TASK REQUIREMENTS. Each entry below is to be reproduced exactly, though any pictures it holds must be omitted.

RAW DATA.
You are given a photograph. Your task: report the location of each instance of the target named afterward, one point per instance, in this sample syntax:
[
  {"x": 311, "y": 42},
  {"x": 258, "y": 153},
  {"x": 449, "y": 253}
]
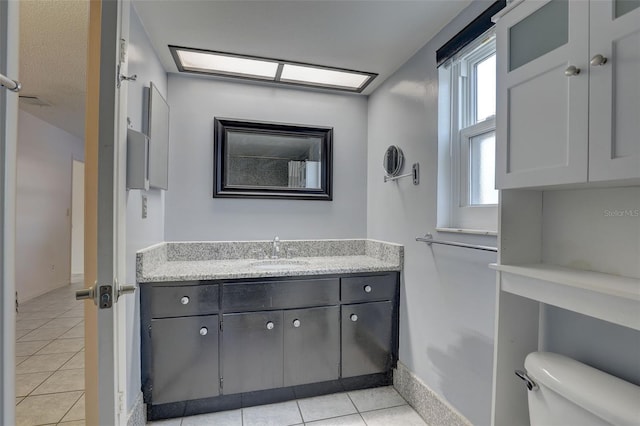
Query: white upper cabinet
[
  {"x": 614, "y": 90},
  {"x": 561, "y": 120}
]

RESPONSE BOX.
You are given a photograph. Your task: report the location of each instance of the target named afterward, one point per instance, in this sample syntax:
[
  {"x": 311, "y": 42},
  {"x": 258, "y": 153},
  {"x": 449, "y": 253}
]
Query: white upper cabinet
[
  {"x": 614, "y": 90},
  {"x": 561, "y": 120}
]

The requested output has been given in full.